Collection entries:
+ + + + + + +

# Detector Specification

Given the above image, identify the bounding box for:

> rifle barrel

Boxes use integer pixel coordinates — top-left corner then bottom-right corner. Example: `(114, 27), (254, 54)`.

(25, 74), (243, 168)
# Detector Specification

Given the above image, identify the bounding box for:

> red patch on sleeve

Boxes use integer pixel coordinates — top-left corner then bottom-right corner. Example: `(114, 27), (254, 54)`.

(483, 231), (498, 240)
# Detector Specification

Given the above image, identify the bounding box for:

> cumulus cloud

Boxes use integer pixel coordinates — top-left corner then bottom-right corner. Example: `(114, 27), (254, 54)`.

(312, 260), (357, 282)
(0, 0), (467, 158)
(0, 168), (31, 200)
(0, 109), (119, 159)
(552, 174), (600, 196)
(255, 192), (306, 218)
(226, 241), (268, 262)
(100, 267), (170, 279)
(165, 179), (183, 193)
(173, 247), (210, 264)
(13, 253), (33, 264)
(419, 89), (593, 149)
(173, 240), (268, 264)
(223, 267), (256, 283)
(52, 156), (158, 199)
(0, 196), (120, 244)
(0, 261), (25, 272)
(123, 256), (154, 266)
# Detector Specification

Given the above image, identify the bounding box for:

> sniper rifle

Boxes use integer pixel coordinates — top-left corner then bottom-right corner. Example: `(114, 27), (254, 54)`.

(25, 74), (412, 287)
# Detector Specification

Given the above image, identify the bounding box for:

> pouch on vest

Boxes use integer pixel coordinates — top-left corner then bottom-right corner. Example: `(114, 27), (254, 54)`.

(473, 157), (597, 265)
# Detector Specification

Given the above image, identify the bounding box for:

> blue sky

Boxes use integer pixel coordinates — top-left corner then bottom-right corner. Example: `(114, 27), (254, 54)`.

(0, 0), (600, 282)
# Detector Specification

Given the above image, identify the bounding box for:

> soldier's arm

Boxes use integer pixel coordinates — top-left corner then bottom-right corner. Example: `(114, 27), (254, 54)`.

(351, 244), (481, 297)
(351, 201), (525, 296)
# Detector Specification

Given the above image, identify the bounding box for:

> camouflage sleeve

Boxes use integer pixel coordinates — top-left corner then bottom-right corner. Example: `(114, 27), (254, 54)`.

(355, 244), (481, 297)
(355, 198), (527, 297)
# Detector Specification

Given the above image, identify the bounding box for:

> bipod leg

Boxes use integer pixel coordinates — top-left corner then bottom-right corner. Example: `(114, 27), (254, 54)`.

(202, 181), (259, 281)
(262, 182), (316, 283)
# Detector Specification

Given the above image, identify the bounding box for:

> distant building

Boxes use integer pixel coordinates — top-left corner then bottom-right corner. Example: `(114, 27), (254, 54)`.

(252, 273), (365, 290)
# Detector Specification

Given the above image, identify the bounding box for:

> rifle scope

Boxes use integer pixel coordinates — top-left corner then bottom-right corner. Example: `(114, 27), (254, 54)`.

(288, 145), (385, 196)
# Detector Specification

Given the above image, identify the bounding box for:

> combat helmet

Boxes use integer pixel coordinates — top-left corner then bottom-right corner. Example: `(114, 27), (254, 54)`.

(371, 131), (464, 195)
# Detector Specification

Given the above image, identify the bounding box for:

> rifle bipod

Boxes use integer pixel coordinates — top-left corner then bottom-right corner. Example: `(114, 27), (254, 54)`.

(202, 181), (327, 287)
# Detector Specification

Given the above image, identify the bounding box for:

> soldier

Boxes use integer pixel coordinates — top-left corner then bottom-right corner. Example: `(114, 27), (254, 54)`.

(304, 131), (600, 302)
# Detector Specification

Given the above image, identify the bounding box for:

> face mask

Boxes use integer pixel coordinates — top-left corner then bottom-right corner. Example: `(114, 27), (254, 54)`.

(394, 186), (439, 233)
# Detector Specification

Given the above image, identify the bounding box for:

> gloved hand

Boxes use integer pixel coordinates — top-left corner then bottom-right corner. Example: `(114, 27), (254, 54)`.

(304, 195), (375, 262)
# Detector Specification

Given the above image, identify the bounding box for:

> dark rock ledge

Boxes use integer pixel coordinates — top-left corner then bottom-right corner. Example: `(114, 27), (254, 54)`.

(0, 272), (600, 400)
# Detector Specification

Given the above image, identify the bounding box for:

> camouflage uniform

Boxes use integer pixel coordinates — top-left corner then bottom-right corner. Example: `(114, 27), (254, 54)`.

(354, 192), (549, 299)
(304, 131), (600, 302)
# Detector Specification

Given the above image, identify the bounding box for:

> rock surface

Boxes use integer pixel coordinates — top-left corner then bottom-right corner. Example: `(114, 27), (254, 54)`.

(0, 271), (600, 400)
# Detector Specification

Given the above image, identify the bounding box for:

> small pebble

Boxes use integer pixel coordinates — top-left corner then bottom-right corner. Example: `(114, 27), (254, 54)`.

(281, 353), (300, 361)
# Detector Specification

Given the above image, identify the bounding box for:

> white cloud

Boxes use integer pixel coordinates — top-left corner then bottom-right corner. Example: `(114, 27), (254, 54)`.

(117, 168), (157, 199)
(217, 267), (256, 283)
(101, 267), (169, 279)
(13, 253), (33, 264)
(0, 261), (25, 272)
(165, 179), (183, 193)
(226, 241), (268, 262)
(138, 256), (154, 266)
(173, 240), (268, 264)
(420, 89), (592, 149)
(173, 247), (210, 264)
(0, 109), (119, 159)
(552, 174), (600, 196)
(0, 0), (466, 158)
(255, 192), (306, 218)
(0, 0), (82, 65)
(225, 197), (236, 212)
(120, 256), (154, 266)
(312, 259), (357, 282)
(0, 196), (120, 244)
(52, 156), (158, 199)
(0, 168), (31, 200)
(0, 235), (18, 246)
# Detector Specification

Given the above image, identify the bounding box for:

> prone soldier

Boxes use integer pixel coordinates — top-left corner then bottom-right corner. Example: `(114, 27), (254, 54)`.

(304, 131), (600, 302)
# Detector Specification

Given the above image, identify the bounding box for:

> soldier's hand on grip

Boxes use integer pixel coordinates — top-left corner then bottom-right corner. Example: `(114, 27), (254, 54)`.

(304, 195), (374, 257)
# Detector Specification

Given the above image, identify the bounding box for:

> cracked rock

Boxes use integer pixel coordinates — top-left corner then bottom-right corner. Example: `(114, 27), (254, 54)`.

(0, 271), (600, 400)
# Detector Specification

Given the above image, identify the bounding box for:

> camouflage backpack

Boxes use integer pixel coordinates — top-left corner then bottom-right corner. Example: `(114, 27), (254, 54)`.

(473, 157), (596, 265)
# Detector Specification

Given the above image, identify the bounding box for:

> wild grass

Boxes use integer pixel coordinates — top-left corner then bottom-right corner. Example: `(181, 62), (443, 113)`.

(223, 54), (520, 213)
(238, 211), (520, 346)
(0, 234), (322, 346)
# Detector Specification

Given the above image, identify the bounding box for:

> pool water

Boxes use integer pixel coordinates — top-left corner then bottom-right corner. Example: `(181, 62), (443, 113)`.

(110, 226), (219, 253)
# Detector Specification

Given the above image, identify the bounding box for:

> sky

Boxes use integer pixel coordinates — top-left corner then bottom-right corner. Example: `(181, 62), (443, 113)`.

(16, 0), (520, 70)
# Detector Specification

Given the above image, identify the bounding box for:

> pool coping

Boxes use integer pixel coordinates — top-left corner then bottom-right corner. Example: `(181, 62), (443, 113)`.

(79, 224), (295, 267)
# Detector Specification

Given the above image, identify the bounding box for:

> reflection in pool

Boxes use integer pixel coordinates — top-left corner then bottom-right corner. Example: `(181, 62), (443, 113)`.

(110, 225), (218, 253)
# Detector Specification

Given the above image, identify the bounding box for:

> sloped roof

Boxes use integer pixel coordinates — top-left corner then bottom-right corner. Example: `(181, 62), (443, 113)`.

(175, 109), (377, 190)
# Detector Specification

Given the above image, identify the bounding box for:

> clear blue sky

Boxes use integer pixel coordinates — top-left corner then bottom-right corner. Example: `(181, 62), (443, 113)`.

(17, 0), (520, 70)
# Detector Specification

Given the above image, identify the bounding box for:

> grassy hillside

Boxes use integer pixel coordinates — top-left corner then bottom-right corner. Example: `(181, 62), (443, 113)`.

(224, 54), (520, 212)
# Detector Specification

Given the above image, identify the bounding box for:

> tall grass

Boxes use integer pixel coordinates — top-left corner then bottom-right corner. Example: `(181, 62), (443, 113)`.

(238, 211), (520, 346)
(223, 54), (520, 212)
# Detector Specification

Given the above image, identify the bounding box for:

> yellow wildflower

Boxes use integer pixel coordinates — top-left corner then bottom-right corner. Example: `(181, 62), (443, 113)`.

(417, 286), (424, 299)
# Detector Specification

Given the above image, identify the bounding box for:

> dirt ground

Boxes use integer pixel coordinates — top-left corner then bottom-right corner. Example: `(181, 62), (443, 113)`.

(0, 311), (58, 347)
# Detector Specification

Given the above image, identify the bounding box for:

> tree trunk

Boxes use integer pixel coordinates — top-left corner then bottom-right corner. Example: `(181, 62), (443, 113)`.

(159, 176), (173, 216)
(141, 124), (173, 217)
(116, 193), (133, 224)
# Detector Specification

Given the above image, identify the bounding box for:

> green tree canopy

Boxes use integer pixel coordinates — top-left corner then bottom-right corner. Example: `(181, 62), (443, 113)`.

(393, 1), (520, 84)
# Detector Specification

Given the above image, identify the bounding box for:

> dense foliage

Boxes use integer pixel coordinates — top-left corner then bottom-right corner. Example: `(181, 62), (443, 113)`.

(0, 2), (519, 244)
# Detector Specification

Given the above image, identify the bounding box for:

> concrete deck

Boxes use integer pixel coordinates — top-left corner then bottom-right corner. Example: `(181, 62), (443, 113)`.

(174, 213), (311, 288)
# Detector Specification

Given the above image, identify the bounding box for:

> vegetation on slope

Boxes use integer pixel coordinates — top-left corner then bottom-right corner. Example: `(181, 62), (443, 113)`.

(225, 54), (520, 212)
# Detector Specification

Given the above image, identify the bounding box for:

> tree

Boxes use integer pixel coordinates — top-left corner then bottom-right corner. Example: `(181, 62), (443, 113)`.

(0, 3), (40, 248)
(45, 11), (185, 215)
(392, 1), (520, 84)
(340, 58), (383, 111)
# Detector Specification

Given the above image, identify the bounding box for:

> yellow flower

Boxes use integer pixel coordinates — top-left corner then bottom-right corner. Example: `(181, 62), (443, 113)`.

+ + + + + + +

What is needed
Could you reproduce the records from their first line through the line containing "(483, 231), (498, 240)", with "corner" swapped for "vertex" and everything else left unchanged?

Task solution
# Detector Specification

Given the above image, identify the bounding box for:

> rifle barrel

Boxes use integer pixel coordinates — top-left vertex then bottom-right vertex. Example: `(114, 27), (254, 54)`.

(25, 74), (243, 168)
# Detector Specification

Given the above image, identify the bounding box for:

> red patch on sleeve

Boxes use integer pixel coordinates — top-left vertex then bottom-right vertex. Example: `(114, 27), (254, 54)`.

(483, 231), (498, 240)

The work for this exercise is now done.